● YOUR INSTRUCTIONS
Would you restate, word for word, only the lines starting at the one with "Flag the pink" and ending with the final line of the entries below? Pictures stay out.

[Saved entries]
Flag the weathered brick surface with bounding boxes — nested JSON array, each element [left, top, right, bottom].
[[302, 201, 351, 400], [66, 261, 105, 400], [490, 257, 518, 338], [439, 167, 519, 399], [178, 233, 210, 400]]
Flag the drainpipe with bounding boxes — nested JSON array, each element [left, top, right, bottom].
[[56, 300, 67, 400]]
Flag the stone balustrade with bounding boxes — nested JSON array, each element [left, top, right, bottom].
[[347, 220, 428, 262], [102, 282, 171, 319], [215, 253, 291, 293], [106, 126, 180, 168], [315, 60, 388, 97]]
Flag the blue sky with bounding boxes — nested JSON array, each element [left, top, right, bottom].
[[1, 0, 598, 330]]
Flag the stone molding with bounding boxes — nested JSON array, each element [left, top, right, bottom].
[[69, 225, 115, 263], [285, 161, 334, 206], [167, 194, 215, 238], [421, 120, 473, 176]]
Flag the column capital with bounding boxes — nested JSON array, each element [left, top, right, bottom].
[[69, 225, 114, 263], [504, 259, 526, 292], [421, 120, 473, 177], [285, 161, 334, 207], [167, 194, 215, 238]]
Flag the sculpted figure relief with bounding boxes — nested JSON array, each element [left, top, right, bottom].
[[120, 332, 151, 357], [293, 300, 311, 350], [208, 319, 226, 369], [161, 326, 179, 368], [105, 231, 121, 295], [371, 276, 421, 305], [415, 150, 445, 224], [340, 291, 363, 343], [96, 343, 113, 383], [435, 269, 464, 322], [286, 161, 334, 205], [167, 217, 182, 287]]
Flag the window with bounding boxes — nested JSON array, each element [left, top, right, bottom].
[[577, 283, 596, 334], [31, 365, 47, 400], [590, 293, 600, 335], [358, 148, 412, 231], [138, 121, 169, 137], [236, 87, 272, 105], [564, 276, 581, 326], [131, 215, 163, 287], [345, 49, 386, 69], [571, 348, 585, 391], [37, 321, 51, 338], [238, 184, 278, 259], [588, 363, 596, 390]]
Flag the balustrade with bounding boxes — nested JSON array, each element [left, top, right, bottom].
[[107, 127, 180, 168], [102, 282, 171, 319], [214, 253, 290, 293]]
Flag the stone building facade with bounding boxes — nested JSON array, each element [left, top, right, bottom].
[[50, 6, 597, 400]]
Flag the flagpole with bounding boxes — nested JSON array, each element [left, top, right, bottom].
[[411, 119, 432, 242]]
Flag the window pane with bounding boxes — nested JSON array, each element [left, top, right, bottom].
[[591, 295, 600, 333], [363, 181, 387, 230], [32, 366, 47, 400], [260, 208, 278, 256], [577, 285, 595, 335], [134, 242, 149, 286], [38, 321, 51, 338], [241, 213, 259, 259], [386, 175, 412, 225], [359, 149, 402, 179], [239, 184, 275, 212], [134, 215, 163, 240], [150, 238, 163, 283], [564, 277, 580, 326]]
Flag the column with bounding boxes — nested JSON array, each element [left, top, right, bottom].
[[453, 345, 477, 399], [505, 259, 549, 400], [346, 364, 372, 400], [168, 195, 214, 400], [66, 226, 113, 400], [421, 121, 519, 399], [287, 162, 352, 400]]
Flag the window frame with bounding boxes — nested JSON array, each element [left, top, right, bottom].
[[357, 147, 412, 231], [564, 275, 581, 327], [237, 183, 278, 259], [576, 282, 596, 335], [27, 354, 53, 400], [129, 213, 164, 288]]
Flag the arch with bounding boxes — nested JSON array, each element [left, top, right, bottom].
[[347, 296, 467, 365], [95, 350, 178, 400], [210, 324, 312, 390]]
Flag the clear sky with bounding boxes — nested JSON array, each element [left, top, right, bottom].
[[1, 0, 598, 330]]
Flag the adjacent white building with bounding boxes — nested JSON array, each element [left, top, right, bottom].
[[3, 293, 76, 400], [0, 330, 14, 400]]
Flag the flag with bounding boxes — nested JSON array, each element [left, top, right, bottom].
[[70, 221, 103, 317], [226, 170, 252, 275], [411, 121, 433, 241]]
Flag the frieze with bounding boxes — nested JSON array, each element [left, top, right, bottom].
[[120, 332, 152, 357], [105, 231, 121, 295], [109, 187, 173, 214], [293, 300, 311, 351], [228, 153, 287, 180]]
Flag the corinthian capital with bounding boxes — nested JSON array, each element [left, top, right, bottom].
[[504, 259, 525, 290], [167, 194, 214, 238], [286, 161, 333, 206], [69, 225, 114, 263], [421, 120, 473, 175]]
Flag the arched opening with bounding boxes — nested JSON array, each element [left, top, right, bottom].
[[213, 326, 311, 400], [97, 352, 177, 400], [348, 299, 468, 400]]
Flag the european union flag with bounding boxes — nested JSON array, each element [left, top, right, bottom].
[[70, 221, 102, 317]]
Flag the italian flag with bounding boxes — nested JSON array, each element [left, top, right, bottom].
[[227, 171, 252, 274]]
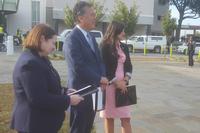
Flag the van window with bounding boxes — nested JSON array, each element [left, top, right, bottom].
[[195, 44, 200, 47], [129, 36, 137, 41], [90, 32, 101, 38], [151, 37, 163, 41], [137, 37, 144, 42]]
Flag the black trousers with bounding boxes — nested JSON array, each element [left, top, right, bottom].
[[70, 97, 95, 133], [188, 52, 194, 66]]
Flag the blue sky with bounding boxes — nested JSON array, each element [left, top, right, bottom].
[[170, 6, 200, 25]]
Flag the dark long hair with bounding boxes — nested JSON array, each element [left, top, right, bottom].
[[101, 21, 125, 57], [102, 21, 124, 45]]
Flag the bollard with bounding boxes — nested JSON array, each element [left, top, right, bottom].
[[144, 42, 147, 56], [184, 48, 188, 55], [7, 36, 14, 55], [198, 49, 200, 60], [170, 43, 172, 58], [185, 48, 188, 55], [56, 40, 60, 51], [161, 45, 164, 54], [0, 27, 3, 33]]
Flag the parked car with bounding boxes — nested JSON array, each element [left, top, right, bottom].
[[176, 42, 188, 54], [89, 30, 103, 45], [57, 29, 72, 44], [177, 42, 200, 54], [0, 33, 7, 52], [57, 29, 103, 51], [194, 43, 200, 54], [172, 41, 183, 50], [121, 35, 167, 53]]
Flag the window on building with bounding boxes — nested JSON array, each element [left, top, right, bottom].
[[32, 0, 40, 27], [157, 15, 162, 21]]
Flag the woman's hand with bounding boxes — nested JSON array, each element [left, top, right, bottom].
[[70, 95, 84, 105], [67, 88, 76, 94], [114, 80, 127, 93], [123, 76, 130, 84]]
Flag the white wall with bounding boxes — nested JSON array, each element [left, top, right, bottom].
[[7, 0, 47, 35], [7, 0, 32, 35], [46, 0, 53, 7], [6, 0, 168, 35], [134, 25, 147, 35], [151, 0, 169, 34], [40, 0, 46, 23]]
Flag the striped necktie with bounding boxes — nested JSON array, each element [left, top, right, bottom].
[[86, 32, 95, 52]]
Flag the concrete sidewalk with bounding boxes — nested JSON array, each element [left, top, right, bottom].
[[95, 62, 200, 133], [0, 50, 200, 133]]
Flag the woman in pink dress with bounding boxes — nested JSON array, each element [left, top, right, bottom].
[[100, 21, 133, 133]]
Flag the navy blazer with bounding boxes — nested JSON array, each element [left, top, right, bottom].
[[101, 42, 132, 80], [11, 49, 70, 133], [63, 27, 105, 89], [63, 27, 106, 133]]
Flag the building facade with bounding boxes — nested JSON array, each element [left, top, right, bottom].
[[6, 0, 169, 36], [6, 0, 46, 35]]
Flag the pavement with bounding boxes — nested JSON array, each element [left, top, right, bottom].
[[0, 48, 200, 133]]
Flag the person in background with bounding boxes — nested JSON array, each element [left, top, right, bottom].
[[0, 26, 4, 44], [100, 21, 133, 133], [10, 24, 83, 133], [15, 28, 22, 45], [63, 1, 108, 133], [188, 36, 195, 67]]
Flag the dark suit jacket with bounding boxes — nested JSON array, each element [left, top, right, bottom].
[[63, 27, 105, 132], [63, 27, 105, 90], [101, 42, 132, 80], [11, 49, 70, 133]]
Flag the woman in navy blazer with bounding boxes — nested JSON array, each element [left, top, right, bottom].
[[10, 24, 83, 133]]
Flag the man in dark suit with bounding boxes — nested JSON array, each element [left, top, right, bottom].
[[63, 1, 108, 133]]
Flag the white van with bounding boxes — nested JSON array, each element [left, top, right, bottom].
[[57, 29, 103, 45], [122, 35, 167, 53]]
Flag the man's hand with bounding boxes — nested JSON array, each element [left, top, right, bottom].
[[100, 77, 109, 90]]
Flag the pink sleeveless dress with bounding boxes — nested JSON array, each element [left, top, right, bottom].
[[100, 44, 131, 118]]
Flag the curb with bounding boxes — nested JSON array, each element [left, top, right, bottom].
[[132, 56, 169, 62], [131, 56, 200, 63]]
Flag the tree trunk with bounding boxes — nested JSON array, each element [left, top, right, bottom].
[[176, 14, 183, 41]]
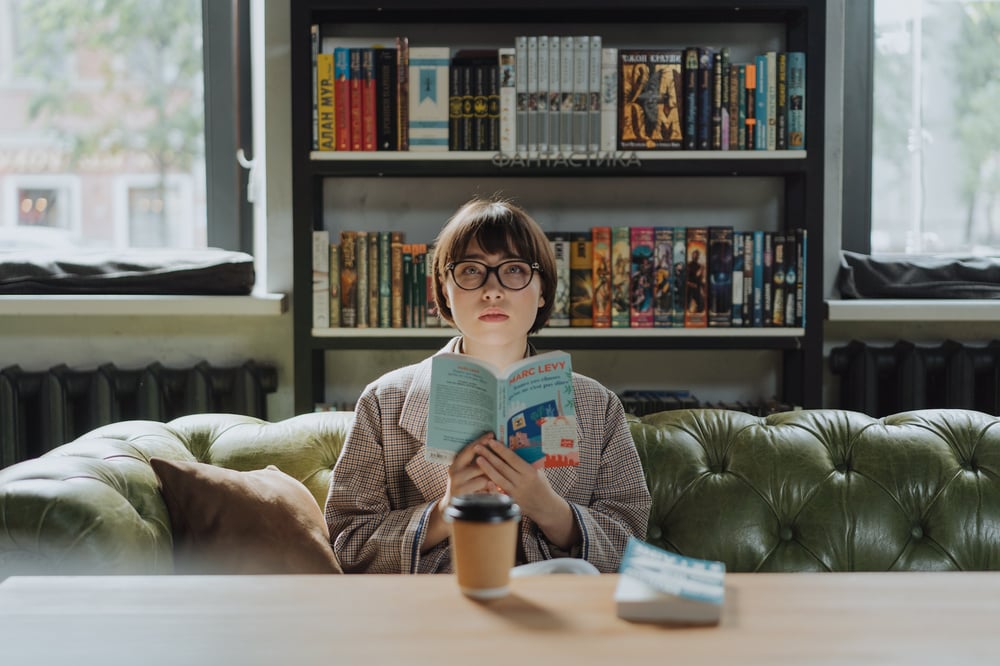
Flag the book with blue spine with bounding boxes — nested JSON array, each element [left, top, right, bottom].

● EXERCISE SOLUTION
Flag the pink sleeveless dress with bounding boxes — nested JSON array, each element [left, top, right, bottom].
[[100, 44, 131, 118]]
Flag the curb with bounding boxes — nested JSON array, each element [left, top, right, bottom].
[[132, 56, 169, 62], [131, 56, 200, 63]]
Flag the tree trunk with bounding boxes — nested JSON array, each element [left, top, right, bottom].
[[176, 14, 183, 41]]
Flag the book with blue spine with bounding boxes — nested JSON array, each element [left, top, right, bottom].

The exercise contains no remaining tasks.